Start of Document extract

Sensitivity: sigmoid derivative

Training needs gradients. Sigmoid has a famously convenient derivative.

Let p = σ(z) = 1 / (1 + e^(−z)).

Differentiate:

p = (1 + e^(−z))^(−1)

∂p/∂z = −1 · (1 + e^(−z))^(−2) · ∂/∂z (1 + e^(−z))

∂/∂z (1 + e^(−z)) = −e^(−z)

So:

∂p/∂z = (1 + e^(−z))^(−2) · e^(−z)

Now rewrite in terms of p:

p = 1 / (1 + e^(−z))

1 − p = e^(−z) / (1 + e^(−z))

Therefore:

p(1 − p) = [1 / (1 + e^(−z))] · [e^(−z) / (1 + e^(−z))] = e^(−z) / (1 + e^(−z))²

Thus:

∂p/∂z = p(1 − p)

This compact form is one reason logistic regression is so convenient.

Interpretability: weight signs and magnitudes

Because log-odds are linear:

log(p/(1−p)) = w·x + b

Each weight wⱼ has a direct interpretation:

  • Increasing xⱼ by 1 increases log-odds by wⱼ (holding others fixed).
  • If wⱼ > 0, that feature pushes toward class 1.
  • If wⱼ < 0, it pushes toward class 0.

Caution: interpretation depends on feature scaling. If one feature is measured in large units, its weight will tend to be smaller.

A tiny comparison table

ComponentLinear regression (for y ∈ ℝ)Logistic regression (for y ∈ {0,1})
Scorew·x + bw·x + b
Outputŷ = scoreŷ = σ(score) ∈ (0,1)
Typical losssquared errorbinary cross-entropy
Probabilistic meaningGaussian noise assumptionBernoulli likelihood

This sets up the next step: choosing a loss that matches Bernoulli labels.

End of Document extract
Start of Given information

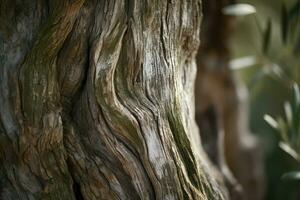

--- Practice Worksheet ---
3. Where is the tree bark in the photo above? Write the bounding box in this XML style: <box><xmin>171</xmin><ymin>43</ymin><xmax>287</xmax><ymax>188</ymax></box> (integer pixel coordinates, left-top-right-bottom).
<box><xmin>195</xmin><ymin>0</ymin><xmax>264</xmax><ymax>200</ymax></box>
<box><xmin>0</xmin><ymin>0</ymin><xmax>227</xmax><ymax>200</ymax></box>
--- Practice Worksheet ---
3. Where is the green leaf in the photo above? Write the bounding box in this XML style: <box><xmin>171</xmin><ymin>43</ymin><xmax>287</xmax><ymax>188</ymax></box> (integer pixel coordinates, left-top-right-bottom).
<box><xmin>284</xmin><ymin>102</ymin><xmax>293</xmax><ymax>127</ymax></box>
<box><xmin>281</xmin><ymin>3</ymin><xmax>289</xmax><ymax>44</ymax></box>
<box><xmin>222</xmin><ymin>3</ymin><xmax>256</xmax><ymax>16</ymax></box>
<box><xmin>279</xmin><ymin>142</ymin><xmax>299</xmax><ymax>160</ymax></box>
<box><xmin>229</xmin><ymin>56</ymin><xmax>257</xmax><ymax>70</ymax></box>
<box><xmin>264</xmin><ymin>115</ymin><xmax>278</xmax><ymax>129</ymax></box>
<box><xmin>293</xmin><ymin>83</ymin><xmax>300</xmax><ymax>105</ymax></box>
<box><xmin>281</xmin><ymin>171</ymin><xmax>300</xmax><ymax>181</ymax></box>
<box><xmin>262</xmin><ymin>18</ymin><xmax>272</xmax><ymax>54</ymax></box>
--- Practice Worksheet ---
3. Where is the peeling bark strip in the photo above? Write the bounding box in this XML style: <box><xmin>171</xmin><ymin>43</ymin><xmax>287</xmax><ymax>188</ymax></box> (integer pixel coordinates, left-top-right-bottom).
<box><xmin>0</xmin><ymin>0</ymin><xmax>226</xmax><ymax>200</ymax></box>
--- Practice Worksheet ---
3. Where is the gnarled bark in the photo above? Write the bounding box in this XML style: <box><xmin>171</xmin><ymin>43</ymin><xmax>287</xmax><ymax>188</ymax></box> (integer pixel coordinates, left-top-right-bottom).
<box><xmin>0</xmin><ymin>0</ymin><xmax>226</xmax><ymax>200</ymax></box>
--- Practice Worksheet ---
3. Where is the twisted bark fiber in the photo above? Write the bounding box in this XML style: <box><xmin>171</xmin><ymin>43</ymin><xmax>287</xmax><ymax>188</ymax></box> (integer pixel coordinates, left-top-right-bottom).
<box><xmin>0</xmin><ymin>0</ymin><xmax>226</xmax><ymax>200</ymax></box>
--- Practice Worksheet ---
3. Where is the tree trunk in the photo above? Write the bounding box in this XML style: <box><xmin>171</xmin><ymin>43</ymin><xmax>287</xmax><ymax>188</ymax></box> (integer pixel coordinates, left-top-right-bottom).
<box><xmin>0</xmin><ymin>0</ymin><xmax>227</xmax><ymax>200</ymax></box>
<box><xmin>195</xmin><ymin>0</ymin><xmax>264</xmax><ymax>200</ymax></box>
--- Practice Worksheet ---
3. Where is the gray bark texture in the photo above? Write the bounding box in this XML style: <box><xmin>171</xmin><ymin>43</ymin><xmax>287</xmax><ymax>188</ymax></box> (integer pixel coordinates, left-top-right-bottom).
<box><xmin>0</xmin><ymin>0</ymin><xmax>227</xmax><ymax>200</ymax></box>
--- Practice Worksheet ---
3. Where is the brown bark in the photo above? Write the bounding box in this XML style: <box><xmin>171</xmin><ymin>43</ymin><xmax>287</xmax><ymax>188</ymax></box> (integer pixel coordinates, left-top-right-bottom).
<box><xmin>0</xmin><ymin>0</ymin><xmax>226</xmax><ymax>200</ymax></box>
<box><xmin>195</xmin><ymin>0</ymin><xmax>264</xmax><ymax>200</ymax></box>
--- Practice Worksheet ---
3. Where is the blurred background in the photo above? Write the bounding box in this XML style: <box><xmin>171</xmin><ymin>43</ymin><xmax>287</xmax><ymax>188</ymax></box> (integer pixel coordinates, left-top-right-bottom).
<box><xmin>230</xmin><ymin>0</ymin><xmax>300</xmax><ymax>200</ymax></box>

End of Given information

▶ **Set problem**
Type out, character for character, the part of the sigmoid derivative text above that begins at the words "Each weight wⱼ" and ends after the words "toward class 1.".

▶ **The output**
Each weight wⱼ has a direct interpretation:

  • Increasing xⱼ by 1 increases log-odds by wⱼ (holding others fixed).
  • If wⱼ > 0, that feature pushes toward class 1.